PROBLEM: Among the lines below, tally those that contain "green" and respond with the total only.

RECORDS SHOWN:
_ _ _ _ _
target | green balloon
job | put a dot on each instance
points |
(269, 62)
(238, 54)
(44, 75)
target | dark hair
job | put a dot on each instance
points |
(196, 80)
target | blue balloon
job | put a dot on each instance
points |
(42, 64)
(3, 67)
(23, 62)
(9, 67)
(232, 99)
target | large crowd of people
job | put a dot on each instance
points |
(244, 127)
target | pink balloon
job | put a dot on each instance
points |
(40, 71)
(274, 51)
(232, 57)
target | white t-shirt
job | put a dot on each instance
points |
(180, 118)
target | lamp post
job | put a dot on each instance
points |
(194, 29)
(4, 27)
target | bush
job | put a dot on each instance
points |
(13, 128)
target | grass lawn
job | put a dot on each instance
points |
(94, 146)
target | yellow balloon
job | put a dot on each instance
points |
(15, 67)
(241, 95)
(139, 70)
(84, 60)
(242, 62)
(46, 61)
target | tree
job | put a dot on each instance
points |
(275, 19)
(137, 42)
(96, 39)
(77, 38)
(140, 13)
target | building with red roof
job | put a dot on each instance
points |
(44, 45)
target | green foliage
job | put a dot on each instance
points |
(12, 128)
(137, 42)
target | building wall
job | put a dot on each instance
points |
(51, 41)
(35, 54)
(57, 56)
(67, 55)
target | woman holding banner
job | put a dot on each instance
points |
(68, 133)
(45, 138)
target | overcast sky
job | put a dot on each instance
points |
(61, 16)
_ _ _ _ _
RESPONSE FOR THIS EXERCISE: 2